== Passage given ==
§ §
Monday, May 31, 2010
Profits whet appetite for lower wages
Published May 28, 2010 5:53 PM
by Martha Grevatt
This is Part 2 of a two-part report. Read Part 1 at www.workers.org/2010/us/uaw_0429/.
It was front-page news. General Motors, for the first time in three years, posted a profit — and no small profit. In January, February and March combined GM raked in $865 million.
Media analysts are quick to cite the drop in interest payments to GM’s lenders. Since cleaning out much of its debt in a government-orchestrated “quick rinse” bankruptcy, the company’s quarterly interest obligation has fallen from $1.2 billion to $337 million.
You would think this was the prime reason for GM’s speedy turnaround. No mention is made of the huge concessions — made while labor productivity soared and GM closed plants and cut the workforce by more than half — from the United Auto Workers. Yet it is by driving down the cost of labor power that profits — including the segment gobbled up by the banks and other bondholders — are increased.
GM cried poverty in 2005 and again in 2007, and during last year’s Chapter 13 bankruptcy threatened Chapter 7 liquidation. Each time, GM was able to squeeze huge wage and benefit cuts from UAW workers. Break time was shortened and a paid holiday was taken away. The givebacks, especially the most recent contract modifications, represent a huge transfer of wealth from labor to capital.
Similar contract changes were obtained during the Chrysler bankruptcy, which was portrayed as a dress rehearsal for GM. They went beyond concessions at Ford, which did not undergo bankruptcy. Last fall workers at Ford voted down the GM/Chrysler pattern, which took away the right to strike when the current contract expires in 2011, by a 4-to-1 margin.
UAW President Ron Gettelfinger and Vice President for Ford Bob King pitched the concessions as necessary to make Ford competitive. The day after the “no” vote, Ford reported a third-quarter profit of more than $1 billion. The company’s profits for 2009 came to $2.7 billion and were $2.1 billion for the first quarter this year.
Even Chrysler has improved its cash position dramatically, posting marginal first-quarter losses, and then only after taxes and interest payments were deducted from “operating profit.”
Prior to GM’s announcement, former White House “car czar” Stephen Rattner hinted that GM would have positive news. Rattner hailed the work of the Auto Task Force in crafting the deal that allowed auto companies to reap profits when the seasonally adjusted annualized rate of car sales hovers around just 10 million per year — compared to over 16 million before the recession. Before, the decrease in sales income and increase in cash incentives generated a negative cash flow.
This capitalist milestone was only reached by paying workers less while increasing the hours of work.
It should be expected that the UAW would insist, at a minimum, on getting back everything workers gave up prior to the GM and Chrysler bankruptcy. “When there’s equality of sacrifice, there’s got to be equality of gain,” stressed Bob King, who is expected to replace Gettelfinger at the UAW convention in June. “We just want to make sure when things turn around we share in the upside,” he said during a speech to executives and analysts. (New York Times, May 12)
There is no “equality of sacrifice” under capitalism. Over the past three decades autoworkers have made concessions in every single contract. Yet even when profits take a beating, executives collect millions in salaries, bonuses, stock options and other perks. In good years and bad, untold billions in interest and “servicing” fees have filled the coffers of JPMorgan Chase, Goldman Sachs, Citibank and their cohorts — no concessions there!
§ §
== Information supplied ==
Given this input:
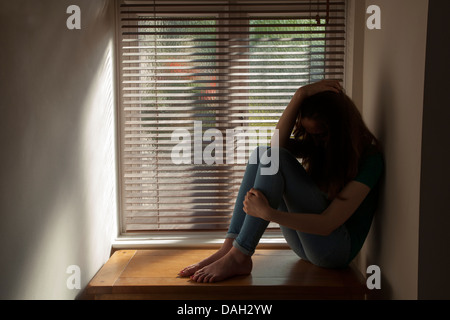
§ §
== Task to carry out ==
Copy the passage of the article on auto industry profits from "GM cried poverty" to "labor to capital." word for word.

== Worked answer ==
GM cried poverty in 2005 and again in 2007, and during last year’s Chapter 13 bankruptcy threatened Chapter 7 liquidation. Each time, GM was able to squeeze huge wage and benefit cuts from UAW workers. Break time was shortened and a paid holiday was taken away. The givebacks, especially the most recent contract modifications, represent a huge transfer of wealth from labor to capital.